■ **ACTIONS TO TAKE**:
1 > Name every module that the first cell of the GPT-2 XL scoring notebook imports from or imports directly.
2 > In the GPT-2 XL scoring notebook, what maximum length is used when the text is tokenized?
3 > Pick up the GPT-2 XL scoring notebook's code after its last line and keep writing it.

■ **TEXT EXCERPT**:
In [138]:
import torch
import matplotlib.pyplot as plt
import pandas as pd
import numpy as np
from tqdm.notebook import tqdm
from transformers import GPT2LMHeadModel, GPT2Tokenizer
import pickle
from IPython.display import clear_output

In [5]:
# Load GPT-2 XL (for evaluation) + move to GPU.
model = GPT2LMHeadModel.from_pretrained("gpt2-xl", torch_dtype=torch.float32)
tokenizer = GPT2Tokenizer.from_pretrained("gpt2-xl")
device = "cuda" if torch.cuda.is_available() else "cpu"
model.to(device)
model.eval()

# check if GPU is available
print(f"GPU available: {torch.cuda.is_available()}")

GPU available: True


# Helper Function for Scoring Outputs

In [112]:
# compute the (mean) log-probability of "full_text" being generated by GPT-2XL, given "prompt"
def score(prompt, full_text):

    # 1. tokenize our full text + compute number of tokens that were in original prompt
    input_ids = tokenizer(
        full_text, truncation=True, max_length=1024, return_tensors="pt").to(device)["input_ids"]
    prompt_token_length = tokenizer(
        prompt, truncation=True, max_length=1024, return_tensors="pt").to(device)["input_ids"][0].shape[0]

    # 2. get the logits from GPT-2XL using forward function
    with torch.no_grad():
        logits = model(input_ids=input_ids).logits

    # 3. setup our autoregressive structure token_id ~ predicted logits for next token
    gpt_predicted_logits = logits[0, prompt_token_length-1 : -1]
    observed_token_ids = input_ids[0, prompt_token_length:]

    # 4. compute the log-probability of ONLY our observed tokens under GPT-2XL!
    gpt_log_probs = torch.log_softmax(gpt_predicted_logits, dim=1)

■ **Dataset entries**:
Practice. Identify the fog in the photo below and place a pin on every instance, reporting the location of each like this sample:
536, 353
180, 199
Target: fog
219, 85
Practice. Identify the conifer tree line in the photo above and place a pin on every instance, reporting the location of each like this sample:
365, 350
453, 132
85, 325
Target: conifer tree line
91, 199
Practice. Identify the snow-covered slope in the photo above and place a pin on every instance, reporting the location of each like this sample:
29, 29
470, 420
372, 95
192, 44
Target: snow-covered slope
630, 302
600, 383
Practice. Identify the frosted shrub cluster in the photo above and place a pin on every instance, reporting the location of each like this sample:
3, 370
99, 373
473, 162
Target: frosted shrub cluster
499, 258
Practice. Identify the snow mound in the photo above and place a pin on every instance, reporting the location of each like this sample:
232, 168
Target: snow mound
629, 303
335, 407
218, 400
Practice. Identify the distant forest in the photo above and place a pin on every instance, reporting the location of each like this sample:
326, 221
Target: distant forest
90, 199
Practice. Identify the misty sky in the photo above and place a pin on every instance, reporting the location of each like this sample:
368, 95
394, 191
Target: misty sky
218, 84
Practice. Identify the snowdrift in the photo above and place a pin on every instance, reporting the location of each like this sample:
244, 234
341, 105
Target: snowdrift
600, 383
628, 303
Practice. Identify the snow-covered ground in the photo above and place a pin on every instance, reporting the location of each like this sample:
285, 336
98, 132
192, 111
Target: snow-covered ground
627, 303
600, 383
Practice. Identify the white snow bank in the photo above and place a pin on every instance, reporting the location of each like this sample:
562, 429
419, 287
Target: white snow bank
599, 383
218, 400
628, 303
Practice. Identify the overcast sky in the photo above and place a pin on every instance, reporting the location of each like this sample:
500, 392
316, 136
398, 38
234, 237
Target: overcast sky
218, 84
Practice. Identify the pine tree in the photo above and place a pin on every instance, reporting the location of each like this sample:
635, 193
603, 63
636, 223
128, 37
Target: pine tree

■ **RESULTS BY TASK**:
1 > torch, matplotlib.pyplot, pandas, numpy, tqdm.notebook, transformers, pickle, IPython.display

2 > 1024 tokens

3 >
    observed_log_probs = gpt_log_probs.gather(1, observed_token_ids.reshape(-1, 1)).flatten()

    # 5. return the average log-prob as our score
    return observed_log_probs.mean().item()

# Computing Scores for the Baseline Models

In [140]:
# load the outputs of our baseline models
with open("baseline_outputs.pickle", "rb") as file:
    baseline_outputs = pickle.load(file)

# for storing scores of our baseline models
baseline_scores = {}

# iterate thru all of our embedding sizes for the baseline models
for embed_size in baseline_outputs.keys():
    
    # create a list to store our scores for each prompt
    baseline_scores[embed_size] = []
    
    # get the score for each prompt
    for prompt in tqdm(baseline_outputs[embed_size].keys()):
        
        # get our full-text output (including the prompt)
        full_text = baseline_outputs[embed_size][prompt]
        
        # append to our list
        baseline_scores[embed_size].append(score(prompt, full_text))
        
# save our baseline models' scores as a .pickle for reproducibility
with open("baseline_scores.pickle", "wb") as file:
    pickle.dump(baseline_scores, file)

  0%|          | 0/48 [00:00<?, ?it/s]

  0%|          | 0/48 [00:00<?, ?it/s]

  0%|          | 0/48 [00:00<?, ?it/s]

  0%|          | 0/48 [00:00<?, ?it/s]

  0%|          | 0/48 [00:00<?, ?it/s]

# Computing Scores for the Word-Level Models

In [141]:
# load the outputs of our non-baseline models
with open("outputs.pickle", "rb") as file:
    outputs = pickle.load(file)

# for storing scores of our non-baseline models
scores = {}

# go thru all of our model variants
for mc in [1, 3, 5]:
    for embed_size in [192, 384, 576, 768, 960]:
        for freeze_type in [True, False, None]:
            
            # status update
            clear_output(wait=True)
            print(f"Scoring outputs of model with mc={mc}, embed_size={embed_size}, freeze_type={str(freeze_type)}:")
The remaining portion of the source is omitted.